§ Tekst ter bespreking

- - -

Pijn, bloedverlies en hysterie
De behandeling van hysterie
Plaats een reactiePijn, bloedverlies en hysterie. Een geschiedenis van de gynaecologie, Matthé Burger, Eburon, 246 blz., 32,50 euro.
bestellen
Een geschiedenis van de gynaecologie, dat is de ondertitel van Pijn, bloedverlies en hysterie, maar de auteur, emeritus hoogleraar gynaecologie Matthé Burger, wil met zijn boek toch vooral een antwoord geven op de vraag waar de ideeën over hysterie vandaan kwamen en wat de ervaringen waren met gynaecologische operaties tegen deze ‘aandoening’.
Eeuwenlang werd immers aangenomen dat nagenoeg elke aandoening van een vrouw voortkwam uit de baarmoeder. Daarmee waren de meeste vrouwenkwalen dus letterlijk van hysterische aard – ‘hustera’ is het Griekse woord voor baarmoeder. Het begrip is inmiddels uit het medische jargon verbannen. In veel gevallen, betoogt Burger, zouden we de symptomen die daar destijds onder vielen nu rangschikken onder de conversiestoornis of de functionele neurologische stoornis (FNS).

- - -

§ Controleer je begrip
#1 Vertaal deze zin uit de tekst over de geschiedenis van de gynaecologie in het Engels: "Het begrip is inmiddels uit het medische jargon verbannen."
#2 Welk Grieks woord voor baarmoeder noemt de tekst over hysterie?
Voor deze opdrachten heb je de gegevens niet nodig.

§ Geselecteerde gegevens
- - -

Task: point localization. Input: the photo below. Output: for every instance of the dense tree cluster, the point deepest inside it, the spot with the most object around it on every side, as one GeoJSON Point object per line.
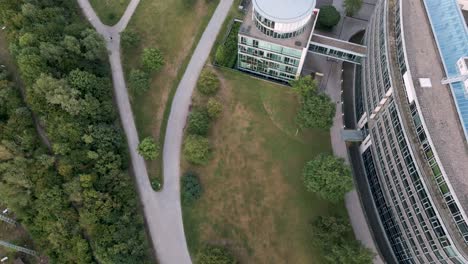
{"type": "Point", "coordinates": [329, 177]}
{"type": "Point", "coordinates": [334, 236]}
{"type": "Point", "coordinates": [316, 109]}
{"type": "Point", "coordinates": [77, 201]}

- - -

§ Antwoorden per opdracht
#1 The term has since been banished from medical jargon.

#2 ‘Hustera’.